• _TASK A_
List every line of the listing below that contains the word "distant", matching case exactly.

===== PAGE TEXT =====

These neoliberal premises have dominated economic policymaking both in the
United States and around the world for the past forty years, beginning with the
elections of Margaret Thatcher in the United Kingdom and Ronald Reagan in the
States. Thatcher’s dictum that “there is no alternative” to neoliberalism
became a rallying cry, supplanting what had been, since the end of World War
II, the dominance of Keynesianism in global economic policymaking, which
instead viewed large-scale government interventions as necessary for stability
and a reasonable degree of fairness under capitalism. This neoliberal
ascendency has been undergirded by the full-throated support of the
overwhelming majority of professional economists, including such luminaries as
Nobel Laureates Milton Friedman and Robert Lucas.

===== GIVEN INFORMATION =====

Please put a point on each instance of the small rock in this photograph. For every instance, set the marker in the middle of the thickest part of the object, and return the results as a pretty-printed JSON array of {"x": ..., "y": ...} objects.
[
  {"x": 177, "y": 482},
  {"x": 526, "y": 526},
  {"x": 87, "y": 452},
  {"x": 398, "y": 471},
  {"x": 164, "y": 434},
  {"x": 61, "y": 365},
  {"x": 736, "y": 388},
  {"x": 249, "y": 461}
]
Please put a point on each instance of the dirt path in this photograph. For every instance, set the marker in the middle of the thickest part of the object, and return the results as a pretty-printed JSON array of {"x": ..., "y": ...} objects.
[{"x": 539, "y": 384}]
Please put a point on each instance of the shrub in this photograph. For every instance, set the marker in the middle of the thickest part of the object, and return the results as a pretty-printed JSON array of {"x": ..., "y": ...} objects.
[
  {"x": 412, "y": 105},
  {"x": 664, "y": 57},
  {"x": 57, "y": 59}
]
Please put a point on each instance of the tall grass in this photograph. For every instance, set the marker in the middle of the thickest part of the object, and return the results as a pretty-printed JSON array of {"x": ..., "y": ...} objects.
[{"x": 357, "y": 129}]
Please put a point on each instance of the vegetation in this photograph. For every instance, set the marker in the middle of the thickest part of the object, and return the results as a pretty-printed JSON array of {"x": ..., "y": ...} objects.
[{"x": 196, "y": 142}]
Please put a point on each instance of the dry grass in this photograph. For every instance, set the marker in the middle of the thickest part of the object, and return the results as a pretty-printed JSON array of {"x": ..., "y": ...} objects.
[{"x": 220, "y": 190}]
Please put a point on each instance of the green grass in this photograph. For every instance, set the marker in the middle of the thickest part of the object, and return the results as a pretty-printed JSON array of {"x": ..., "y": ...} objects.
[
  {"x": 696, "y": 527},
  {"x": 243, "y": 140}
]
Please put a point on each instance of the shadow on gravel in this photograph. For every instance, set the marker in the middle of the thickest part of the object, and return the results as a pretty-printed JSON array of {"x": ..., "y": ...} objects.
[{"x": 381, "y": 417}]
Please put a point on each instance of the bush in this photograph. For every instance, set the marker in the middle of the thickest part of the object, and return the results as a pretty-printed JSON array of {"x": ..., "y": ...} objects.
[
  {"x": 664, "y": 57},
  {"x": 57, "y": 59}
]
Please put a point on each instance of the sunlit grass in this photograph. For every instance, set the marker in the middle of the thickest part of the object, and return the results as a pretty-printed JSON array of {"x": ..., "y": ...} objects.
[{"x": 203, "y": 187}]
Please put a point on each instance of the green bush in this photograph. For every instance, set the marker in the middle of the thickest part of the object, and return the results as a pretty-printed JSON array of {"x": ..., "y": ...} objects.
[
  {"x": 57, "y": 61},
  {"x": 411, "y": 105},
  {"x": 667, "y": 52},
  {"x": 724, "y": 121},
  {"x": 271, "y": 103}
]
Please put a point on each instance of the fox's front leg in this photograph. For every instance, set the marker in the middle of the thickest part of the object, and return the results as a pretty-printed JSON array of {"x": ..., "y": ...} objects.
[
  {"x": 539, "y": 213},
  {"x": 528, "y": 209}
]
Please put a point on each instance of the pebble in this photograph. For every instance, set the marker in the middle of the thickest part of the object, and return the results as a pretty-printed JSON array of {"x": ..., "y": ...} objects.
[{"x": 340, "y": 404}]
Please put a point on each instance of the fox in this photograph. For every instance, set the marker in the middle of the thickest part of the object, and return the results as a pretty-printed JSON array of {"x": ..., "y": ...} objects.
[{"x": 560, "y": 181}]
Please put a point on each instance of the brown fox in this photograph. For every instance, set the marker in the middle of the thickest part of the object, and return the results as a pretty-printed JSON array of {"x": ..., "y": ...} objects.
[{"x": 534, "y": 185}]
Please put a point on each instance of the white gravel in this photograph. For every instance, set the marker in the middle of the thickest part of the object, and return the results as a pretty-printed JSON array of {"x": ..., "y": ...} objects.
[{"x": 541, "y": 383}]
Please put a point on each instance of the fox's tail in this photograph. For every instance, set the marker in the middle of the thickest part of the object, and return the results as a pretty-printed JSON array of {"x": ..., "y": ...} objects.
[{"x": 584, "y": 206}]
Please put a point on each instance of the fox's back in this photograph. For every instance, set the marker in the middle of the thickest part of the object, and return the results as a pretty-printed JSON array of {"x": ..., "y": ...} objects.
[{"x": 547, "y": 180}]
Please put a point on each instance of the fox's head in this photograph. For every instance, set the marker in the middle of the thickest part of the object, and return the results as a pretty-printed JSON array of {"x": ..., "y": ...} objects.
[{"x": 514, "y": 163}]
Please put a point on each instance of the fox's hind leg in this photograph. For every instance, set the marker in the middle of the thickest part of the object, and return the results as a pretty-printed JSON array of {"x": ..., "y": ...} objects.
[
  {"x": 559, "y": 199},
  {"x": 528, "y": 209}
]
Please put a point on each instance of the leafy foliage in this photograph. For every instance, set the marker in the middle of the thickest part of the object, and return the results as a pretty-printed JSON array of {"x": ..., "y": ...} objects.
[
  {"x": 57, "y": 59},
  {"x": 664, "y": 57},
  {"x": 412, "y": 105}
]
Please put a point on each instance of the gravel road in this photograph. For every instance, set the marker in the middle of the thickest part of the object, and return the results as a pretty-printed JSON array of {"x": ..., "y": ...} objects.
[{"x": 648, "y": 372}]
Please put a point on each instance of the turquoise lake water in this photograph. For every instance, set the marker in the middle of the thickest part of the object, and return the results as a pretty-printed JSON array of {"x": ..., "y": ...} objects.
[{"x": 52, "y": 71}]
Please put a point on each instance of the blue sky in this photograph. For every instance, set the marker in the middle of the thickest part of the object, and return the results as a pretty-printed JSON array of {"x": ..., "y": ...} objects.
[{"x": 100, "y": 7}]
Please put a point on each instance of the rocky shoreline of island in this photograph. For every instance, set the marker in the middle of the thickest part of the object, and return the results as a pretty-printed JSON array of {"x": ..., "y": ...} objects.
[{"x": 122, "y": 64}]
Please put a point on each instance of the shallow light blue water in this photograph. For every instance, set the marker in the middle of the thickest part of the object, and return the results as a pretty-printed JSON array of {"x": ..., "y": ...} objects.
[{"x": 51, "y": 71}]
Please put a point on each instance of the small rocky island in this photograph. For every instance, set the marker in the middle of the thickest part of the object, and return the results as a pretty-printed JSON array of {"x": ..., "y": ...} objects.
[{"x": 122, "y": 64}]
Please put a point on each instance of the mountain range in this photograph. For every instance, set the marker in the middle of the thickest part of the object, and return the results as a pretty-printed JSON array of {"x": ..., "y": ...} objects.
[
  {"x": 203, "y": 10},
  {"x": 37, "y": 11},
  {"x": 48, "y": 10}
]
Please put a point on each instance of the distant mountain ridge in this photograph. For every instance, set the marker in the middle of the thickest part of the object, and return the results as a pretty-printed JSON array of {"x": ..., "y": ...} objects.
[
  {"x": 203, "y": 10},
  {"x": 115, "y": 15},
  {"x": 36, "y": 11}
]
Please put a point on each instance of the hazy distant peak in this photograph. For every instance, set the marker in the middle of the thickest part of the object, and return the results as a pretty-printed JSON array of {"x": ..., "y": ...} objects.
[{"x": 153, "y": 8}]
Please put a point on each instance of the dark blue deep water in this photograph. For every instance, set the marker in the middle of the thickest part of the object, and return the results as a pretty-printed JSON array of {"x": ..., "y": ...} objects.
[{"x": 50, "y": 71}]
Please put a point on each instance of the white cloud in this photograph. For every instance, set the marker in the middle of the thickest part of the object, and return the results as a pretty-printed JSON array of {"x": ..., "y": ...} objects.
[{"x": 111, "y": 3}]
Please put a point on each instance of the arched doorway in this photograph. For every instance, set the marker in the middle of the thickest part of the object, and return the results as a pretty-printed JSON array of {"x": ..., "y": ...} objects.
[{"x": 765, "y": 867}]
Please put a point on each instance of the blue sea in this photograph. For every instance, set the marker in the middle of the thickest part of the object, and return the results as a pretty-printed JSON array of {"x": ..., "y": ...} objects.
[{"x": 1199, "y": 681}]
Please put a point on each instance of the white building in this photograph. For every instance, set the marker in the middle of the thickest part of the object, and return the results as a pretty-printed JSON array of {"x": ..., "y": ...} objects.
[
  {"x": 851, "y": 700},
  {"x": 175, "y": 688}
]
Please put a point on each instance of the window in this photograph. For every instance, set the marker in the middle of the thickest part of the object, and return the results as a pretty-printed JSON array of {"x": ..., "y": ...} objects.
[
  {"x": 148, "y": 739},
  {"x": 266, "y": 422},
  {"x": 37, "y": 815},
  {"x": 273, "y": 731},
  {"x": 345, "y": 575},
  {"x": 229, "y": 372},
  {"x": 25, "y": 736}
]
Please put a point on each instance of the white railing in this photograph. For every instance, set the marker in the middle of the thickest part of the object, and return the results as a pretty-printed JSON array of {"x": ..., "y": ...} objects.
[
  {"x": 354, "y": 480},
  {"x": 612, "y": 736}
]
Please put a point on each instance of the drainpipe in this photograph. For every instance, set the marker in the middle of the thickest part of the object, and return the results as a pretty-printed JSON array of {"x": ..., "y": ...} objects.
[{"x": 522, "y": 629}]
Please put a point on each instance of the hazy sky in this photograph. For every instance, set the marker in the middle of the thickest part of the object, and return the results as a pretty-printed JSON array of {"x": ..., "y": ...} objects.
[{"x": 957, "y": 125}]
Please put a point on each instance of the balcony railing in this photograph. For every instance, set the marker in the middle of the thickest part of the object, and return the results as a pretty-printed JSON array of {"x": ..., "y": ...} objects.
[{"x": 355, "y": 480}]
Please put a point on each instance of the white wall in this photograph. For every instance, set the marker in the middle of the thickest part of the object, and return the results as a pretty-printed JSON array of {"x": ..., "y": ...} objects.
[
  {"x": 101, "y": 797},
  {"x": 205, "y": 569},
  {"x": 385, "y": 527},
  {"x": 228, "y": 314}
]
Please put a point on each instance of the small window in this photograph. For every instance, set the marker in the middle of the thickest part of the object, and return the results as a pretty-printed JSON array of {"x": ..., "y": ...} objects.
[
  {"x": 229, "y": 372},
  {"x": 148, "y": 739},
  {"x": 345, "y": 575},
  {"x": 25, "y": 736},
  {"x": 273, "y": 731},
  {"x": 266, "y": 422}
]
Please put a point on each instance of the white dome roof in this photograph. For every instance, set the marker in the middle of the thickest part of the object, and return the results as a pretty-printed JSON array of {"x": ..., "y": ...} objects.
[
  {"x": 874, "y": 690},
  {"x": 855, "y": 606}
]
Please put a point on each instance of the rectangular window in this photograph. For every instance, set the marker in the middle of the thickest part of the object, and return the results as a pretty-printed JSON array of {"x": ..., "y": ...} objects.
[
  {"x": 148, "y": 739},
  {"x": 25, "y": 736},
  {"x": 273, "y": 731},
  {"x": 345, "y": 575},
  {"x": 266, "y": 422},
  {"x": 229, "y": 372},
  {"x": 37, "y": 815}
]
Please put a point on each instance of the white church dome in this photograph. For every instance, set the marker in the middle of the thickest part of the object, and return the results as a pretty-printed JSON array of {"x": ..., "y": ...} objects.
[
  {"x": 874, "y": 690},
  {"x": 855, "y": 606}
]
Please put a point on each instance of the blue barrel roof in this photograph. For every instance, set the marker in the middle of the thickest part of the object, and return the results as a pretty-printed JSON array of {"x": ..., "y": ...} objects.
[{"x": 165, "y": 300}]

=====

• _TASK B_
From the passage on neoliberalism above, print the stretch from "These neoliberal premises" through "and Robert Lucas.", word for word.

• _WRITTEN REPLY A_
Please put a point on each instance of the distant mountain ridge in this photograph. For every instance, set the marker in the middle of the thickest part of the object, and return the results as a pretty-printed JSON array of {"x": ..., "y": ...} objects.
Please put a point on each instance of the hazy distant peak in this photograph. For every instance, set the marker in the middle of the thickest part of the object, and return the results as a pretty-printed JSON array of {"x": ..., "y": ...} objects.

• _WRITTEN REPLY B_
These neoliberal premises have dominated economic policymaking both in the
United States and around the world for the past forty years, beginning with the
elections of Margaret Thatcher in the United Kingdom and Ronald Reagan in the
States. Thatcher’s dictum that “there is no alternative” to neoliberalism
became a rallying cry, supplanting what had been, since the end of World War
II, the dominance of Keynesianism in global economic policymaking, which
instead viewed large-scale government interventions as necessary for stability
and a reasonable degree of fairness under capitalism. This neoliberal
ascendency has been undergirded by the full-throated support of the
overwhelming majority of professional economists, including such luminaries as
Nobel Laureates Milton Friedman and Robert Lucas.